● **Excerpted records**:
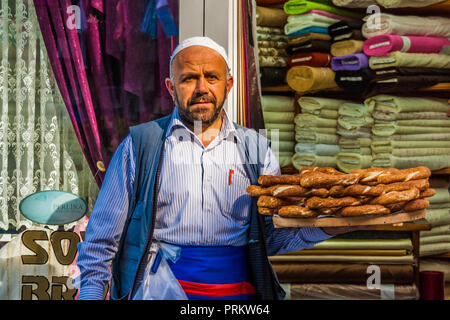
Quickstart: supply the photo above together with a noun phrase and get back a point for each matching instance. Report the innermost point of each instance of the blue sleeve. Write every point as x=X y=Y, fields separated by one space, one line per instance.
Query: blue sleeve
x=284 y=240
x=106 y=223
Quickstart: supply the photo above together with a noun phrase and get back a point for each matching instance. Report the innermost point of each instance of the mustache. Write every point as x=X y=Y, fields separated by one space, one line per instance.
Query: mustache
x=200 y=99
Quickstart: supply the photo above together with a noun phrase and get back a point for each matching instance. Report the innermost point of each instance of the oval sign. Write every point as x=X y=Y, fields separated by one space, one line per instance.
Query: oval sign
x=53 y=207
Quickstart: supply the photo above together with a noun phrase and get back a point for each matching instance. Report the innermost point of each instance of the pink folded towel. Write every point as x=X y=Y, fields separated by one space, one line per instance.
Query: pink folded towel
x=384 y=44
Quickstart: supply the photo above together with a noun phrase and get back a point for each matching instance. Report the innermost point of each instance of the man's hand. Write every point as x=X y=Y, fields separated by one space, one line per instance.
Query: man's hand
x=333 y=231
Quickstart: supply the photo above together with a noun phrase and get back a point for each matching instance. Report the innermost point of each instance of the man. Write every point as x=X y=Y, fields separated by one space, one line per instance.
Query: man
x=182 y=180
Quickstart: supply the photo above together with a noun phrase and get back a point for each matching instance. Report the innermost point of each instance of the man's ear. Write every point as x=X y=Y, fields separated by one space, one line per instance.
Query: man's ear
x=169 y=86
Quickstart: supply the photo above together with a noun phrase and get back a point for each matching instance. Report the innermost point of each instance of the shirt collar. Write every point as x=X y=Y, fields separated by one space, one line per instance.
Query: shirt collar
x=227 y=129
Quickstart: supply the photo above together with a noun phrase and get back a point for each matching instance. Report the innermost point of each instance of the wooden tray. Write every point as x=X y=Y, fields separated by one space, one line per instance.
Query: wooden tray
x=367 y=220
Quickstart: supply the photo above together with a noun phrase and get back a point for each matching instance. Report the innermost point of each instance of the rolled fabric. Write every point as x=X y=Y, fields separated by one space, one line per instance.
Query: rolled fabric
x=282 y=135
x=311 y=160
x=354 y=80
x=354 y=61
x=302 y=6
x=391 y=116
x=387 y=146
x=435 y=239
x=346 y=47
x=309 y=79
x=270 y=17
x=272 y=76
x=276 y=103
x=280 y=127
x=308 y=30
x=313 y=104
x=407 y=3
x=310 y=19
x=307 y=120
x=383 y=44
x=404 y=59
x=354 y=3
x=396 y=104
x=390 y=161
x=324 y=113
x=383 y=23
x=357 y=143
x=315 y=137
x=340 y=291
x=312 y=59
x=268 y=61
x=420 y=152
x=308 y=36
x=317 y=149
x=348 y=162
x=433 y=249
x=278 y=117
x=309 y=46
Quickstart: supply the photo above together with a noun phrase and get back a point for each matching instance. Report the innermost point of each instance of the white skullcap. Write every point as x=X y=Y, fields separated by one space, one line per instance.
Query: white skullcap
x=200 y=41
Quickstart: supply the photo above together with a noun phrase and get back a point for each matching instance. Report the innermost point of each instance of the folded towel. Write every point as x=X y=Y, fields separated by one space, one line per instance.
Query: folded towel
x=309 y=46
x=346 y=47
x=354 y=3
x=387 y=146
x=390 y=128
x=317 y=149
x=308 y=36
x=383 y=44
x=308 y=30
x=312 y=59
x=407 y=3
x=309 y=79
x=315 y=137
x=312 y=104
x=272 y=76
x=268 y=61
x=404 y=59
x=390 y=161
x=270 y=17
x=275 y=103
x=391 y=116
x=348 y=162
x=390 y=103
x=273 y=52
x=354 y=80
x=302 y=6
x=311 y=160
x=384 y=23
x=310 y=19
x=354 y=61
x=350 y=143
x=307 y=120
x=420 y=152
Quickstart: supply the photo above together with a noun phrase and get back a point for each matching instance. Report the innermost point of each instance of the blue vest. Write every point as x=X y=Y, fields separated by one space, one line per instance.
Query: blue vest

...

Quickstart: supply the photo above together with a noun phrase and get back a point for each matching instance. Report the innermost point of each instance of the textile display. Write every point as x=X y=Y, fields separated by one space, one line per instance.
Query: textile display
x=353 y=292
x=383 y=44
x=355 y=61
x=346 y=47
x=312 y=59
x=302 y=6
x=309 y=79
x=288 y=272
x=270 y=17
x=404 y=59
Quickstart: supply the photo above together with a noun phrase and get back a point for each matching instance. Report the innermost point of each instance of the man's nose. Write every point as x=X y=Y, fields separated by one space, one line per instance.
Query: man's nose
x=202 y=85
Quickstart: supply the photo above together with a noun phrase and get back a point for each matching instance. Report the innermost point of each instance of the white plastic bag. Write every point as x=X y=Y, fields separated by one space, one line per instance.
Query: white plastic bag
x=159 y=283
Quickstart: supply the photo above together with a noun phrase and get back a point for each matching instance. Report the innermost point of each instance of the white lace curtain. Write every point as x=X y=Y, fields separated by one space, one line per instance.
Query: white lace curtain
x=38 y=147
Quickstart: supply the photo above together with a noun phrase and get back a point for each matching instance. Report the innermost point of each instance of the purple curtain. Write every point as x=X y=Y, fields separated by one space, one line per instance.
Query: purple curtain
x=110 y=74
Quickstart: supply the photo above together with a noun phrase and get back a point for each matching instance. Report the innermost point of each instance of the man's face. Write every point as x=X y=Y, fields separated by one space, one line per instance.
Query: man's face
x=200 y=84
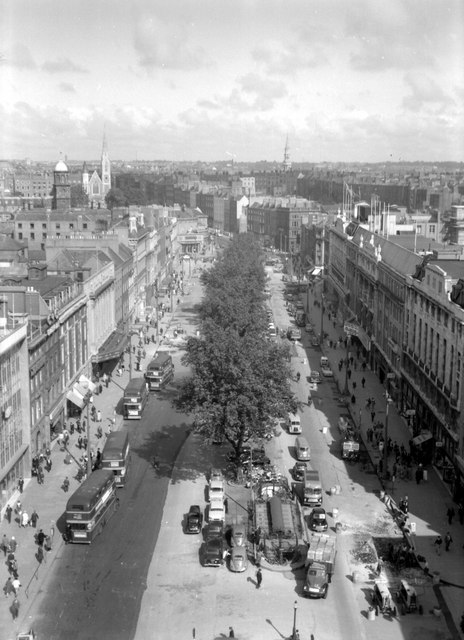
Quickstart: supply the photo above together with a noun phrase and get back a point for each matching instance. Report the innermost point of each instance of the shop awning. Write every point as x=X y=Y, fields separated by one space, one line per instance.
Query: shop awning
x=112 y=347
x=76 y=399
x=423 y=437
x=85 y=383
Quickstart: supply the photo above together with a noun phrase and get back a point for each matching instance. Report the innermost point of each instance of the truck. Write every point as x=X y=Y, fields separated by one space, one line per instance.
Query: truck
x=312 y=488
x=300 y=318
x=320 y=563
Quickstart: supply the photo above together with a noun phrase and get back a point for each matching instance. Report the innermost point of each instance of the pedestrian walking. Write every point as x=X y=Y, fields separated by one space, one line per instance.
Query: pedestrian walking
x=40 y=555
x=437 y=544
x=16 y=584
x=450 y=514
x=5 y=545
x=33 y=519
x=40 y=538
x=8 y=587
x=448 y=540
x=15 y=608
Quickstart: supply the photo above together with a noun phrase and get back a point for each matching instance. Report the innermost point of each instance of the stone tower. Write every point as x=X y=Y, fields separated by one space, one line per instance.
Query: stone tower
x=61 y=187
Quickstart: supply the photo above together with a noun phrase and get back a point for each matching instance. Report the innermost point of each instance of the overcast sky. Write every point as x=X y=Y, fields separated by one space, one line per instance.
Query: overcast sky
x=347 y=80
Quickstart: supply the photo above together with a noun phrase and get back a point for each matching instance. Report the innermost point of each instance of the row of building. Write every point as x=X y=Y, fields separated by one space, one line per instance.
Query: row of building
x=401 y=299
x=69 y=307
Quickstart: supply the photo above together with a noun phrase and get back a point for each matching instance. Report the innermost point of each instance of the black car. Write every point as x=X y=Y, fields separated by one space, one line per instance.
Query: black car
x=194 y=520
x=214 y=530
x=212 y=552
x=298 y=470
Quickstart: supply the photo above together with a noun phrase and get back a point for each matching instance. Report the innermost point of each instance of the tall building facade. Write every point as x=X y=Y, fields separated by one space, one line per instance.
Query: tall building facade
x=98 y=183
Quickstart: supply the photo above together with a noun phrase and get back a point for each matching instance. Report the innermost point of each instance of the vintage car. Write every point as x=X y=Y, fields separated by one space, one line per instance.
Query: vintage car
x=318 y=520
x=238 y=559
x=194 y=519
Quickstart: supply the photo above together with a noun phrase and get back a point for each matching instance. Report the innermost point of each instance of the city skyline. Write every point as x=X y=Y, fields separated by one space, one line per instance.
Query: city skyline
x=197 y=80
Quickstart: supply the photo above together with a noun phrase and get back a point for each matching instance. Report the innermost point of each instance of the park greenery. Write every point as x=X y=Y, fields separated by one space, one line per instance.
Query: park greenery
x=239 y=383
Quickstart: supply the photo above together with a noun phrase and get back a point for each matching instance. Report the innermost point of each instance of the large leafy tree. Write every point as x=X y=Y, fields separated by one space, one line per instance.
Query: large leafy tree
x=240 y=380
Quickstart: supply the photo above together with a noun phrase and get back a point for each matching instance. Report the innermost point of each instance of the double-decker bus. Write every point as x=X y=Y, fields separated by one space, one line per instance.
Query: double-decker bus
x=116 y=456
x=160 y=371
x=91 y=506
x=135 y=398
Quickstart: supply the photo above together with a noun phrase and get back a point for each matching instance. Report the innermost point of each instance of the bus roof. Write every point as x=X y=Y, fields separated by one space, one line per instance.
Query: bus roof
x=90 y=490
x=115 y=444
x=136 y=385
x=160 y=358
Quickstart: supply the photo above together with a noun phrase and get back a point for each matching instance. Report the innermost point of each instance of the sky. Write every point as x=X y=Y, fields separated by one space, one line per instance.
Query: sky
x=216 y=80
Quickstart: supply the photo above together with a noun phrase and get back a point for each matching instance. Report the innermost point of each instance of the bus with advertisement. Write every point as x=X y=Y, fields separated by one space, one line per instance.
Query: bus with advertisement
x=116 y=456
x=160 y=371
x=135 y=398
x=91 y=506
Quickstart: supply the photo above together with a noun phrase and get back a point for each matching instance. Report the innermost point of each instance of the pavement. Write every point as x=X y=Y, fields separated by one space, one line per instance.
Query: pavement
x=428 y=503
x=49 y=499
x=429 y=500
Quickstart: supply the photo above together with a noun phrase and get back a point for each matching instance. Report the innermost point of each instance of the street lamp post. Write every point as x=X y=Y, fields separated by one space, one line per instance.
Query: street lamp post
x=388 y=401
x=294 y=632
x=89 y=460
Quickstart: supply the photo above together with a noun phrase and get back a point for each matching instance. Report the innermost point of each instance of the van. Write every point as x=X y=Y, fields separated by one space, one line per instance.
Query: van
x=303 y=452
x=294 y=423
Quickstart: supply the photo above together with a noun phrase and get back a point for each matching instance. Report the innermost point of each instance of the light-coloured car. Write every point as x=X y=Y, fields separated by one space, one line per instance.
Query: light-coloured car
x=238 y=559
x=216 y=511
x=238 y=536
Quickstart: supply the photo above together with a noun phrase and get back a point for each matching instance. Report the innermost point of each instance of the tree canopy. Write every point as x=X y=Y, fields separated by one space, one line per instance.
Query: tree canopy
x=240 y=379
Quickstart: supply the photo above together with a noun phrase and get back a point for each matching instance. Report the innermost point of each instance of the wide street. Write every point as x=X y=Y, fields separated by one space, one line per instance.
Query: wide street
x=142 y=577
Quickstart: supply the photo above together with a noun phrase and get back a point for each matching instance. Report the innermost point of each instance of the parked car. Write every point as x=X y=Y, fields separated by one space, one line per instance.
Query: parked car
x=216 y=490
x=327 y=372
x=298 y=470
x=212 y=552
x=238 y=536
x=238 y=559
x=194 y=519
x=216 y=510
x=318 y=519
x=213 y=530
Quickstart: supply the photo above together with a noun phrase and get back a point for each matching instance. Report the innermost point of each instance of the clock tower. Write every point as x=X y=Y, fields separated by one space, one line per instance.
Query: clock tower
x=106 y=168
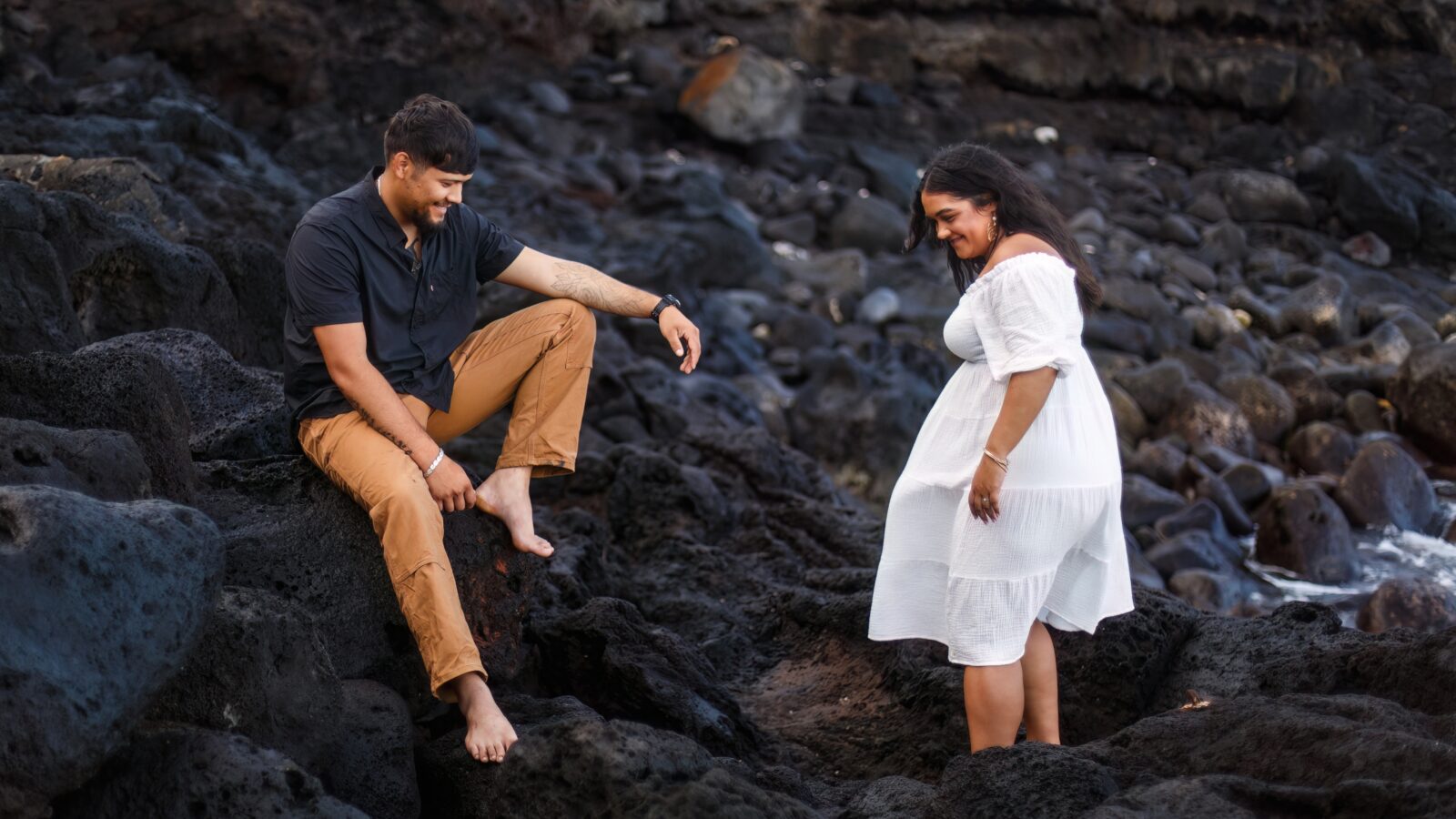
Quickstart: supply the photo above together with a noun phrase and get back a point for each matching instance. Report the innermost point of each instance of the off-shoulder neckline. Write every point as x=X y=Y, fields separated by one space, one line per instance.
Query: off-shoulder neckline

---

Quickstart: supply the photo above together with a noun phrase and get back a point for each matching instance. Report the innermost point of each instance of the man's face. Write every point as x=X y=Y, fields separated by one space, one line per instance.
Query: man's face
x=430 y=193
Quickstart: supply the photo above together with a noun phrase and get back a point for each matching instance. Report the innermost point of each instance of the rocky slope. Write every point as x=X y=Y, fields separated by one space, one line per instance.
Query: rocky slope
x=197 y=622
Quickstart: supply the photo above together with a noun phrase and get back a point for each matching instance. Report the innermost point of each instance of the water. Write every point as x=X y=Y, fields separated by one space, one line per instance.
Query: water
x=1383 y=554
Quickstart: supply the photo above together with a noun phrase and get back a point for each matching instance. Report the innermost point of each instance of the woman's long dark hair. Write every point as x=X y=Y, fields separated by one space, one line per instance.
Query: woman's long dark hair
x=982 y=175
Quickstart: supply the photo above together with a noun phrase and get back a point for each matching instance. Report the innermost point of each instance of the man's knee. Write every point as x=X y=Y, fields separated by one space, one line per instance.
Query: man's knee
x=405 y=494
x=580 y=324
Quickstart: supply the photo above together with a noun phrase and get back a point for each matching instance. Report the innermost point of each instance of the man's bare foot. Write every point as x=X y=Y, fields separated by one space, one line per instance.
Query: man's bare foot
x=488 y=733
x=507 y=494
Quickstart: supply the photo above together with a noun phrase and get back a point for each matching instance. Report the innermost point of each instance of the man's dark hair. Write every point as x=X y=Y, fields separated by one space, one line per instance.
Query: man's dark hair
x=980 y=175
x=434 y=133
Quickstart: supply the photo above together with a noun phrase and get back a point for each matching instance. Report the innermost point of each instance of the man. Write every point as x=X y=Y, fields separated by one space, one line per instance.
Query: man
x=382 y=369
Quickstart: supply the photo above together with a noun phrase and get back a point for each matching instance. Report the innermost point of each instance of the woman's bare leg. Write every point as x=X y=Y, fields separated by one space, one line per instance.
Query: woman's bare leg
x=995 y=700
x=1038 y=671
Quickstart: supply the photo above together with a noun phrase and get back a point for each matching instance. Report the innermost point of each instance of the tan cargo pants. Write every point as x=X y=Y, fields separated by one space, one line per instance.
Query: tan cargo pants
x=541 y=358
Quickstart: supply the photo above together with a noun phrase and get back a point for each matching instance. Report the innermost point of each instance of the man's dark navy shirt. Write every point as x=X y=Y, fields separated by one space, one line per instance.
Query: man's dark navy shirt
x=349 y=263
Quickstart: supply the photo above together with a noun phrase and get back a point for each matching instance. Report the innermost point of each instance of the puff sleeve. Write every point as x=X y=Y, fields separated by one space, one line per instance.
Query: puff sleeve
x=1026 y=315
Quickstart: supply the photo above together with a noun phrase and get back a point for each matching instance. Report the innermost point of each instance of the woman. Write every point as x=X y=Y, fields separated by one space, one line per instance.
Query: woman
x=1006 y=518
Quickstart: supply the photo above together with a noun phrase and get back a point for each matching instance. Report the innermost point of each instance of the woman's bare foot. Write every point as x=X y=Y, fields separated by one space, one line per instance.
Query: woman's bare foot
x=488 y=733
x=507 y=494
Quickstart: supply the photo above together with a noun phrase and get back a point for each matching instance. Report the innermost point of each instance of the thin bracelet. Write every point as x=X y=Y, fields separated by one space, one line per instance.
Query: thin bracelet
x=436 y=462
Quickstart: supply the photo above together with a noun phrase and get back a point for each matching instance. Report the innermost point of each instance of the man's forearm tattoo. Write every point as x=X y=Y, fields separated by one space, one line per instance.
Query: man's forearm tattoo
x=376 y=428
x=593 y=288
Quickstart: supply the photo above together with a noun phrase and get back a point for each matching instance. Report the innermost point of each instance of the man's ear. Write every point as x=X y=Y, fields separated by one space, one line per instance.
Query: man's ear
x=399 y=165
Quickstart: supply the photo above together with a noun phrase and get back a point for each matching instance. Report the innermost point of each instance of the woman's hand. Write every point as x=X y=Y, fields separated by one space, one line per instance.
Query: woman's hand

● **Exercise brief**:
Which lines in the data above contain the string "wide"? Find and copy each of them.

● **Result of the task**:
Quickstart: supply the photo above together with a noun phrase and get back a point for each matching instance. Report the innermost point of each instance of the wide street. Write every point as x=X y=Y, fields separated by one space, one line per instance.
Query: wide street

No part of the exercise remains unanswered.